→ Instructions to follow
Go through the records below and restate each one word for word.

---- Record set

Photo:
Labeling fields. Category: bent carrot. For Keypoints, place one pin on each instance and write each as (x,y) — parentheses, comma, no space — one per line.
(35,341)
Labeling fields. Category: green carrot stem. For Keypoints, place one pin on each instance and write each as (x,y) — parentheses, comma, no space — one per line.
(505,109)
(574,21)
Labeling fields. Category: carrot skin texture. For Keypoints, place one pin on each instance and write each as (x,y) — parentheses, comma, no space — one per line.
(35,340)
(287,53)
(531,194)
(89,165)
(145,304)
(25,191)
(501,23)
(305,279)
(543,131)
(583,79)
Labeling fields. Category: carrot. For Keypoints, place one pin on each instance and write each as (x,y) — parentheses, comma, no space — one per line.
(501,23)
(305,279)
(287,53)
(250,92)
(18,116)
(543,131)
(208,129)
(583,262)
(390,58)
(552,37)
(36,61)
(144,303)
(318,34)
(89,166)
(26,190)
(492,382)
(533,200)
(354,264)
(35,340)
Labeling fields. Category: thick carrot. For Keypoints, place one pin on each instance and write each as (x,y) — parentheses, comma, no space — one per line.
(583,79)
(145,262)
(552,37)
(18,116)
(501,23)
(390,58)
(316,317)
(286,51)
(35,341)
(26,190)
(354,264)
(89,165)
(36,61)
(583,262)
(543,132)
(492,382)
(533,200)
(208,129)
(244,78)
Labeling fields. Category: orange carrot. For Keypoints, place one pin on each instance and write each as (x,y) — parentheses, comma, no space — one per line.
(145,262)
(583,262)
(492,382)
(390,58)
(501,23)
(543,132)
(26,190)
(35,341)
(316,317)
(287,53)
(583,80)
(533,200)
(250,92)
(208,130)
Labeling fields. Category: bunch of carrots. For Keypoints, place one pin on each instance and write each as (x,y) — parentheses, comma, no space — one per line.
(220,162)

--------

→ Your solution
Photo:
Labeling fields. Category: bent carrot. For Keypoints, place one pin on each instance and write each as (x,y) — parentheses, comma, no space — one per line.
(35,341)
Labeling fields. Category: green carrot stem. For Keypoints, place one pin on each instance and write each as (x,y) — parentheses, comma, no space — one per line.
(505,109)
(574,21)
Labeling fields. Category: carrot skin texture. For Keypoints, place one pin on each instance and write each as (x,y) — parentheses, comma, no space — one per line.
(35,340)
(287,53)
(531,194)
(89,165)
(145,304)
(25,191)
(501,23)
(305,279)
(543,131)
(583,79)
Labeling fields. Category: carrot. For Keypoints, place one pin on each instance and write each as (x,y) — parentheses, comma, no space — one per line.
(501,23)
(305,279)
(287,53)
(250,92)
(18,116)
(543,131)
(208,129)
(583,262)
(390,58)
(552,37)
(36,61)
(144,303)
(318,34)
(89,166)
(26,190)
(492,382)
(533,200)
(354,264)
(35,340)
Labeling fields. Category: thick carrot. For Keypoints, place one pin on each instance and write each as (x,y) — parentheses, comma, no space — one per line.
(583,79)
(145,262)
(552,37)
(18,116)
(501,23)
(390,58)
(316,317)
(286,51)
(35,341)
(26,190)
(354,264)
(89,165)
(36,61)
(583,262)
(543,132)
(492,382)
(533,200)
(208,129)
(244,78)
Labeling fields. Category: orange carrot. For Keypoints, place one pin on each instance and write each as (x,y) — parentheses, comma, no space — one per line.
(145,262)
(583,262)
(492,382)
(390,58)
(501,23)
(543,132)
(26,190)
(35,341)
(316,317)
(287,53)
(583,80)
(533,200)
(250,92)
(208,130)
Labeling fields. Category: bunch of carrots. For Keypoints, place one pin on each instance and write each as (x,y) — parentheses, comma, no space — one per line.
(220,162)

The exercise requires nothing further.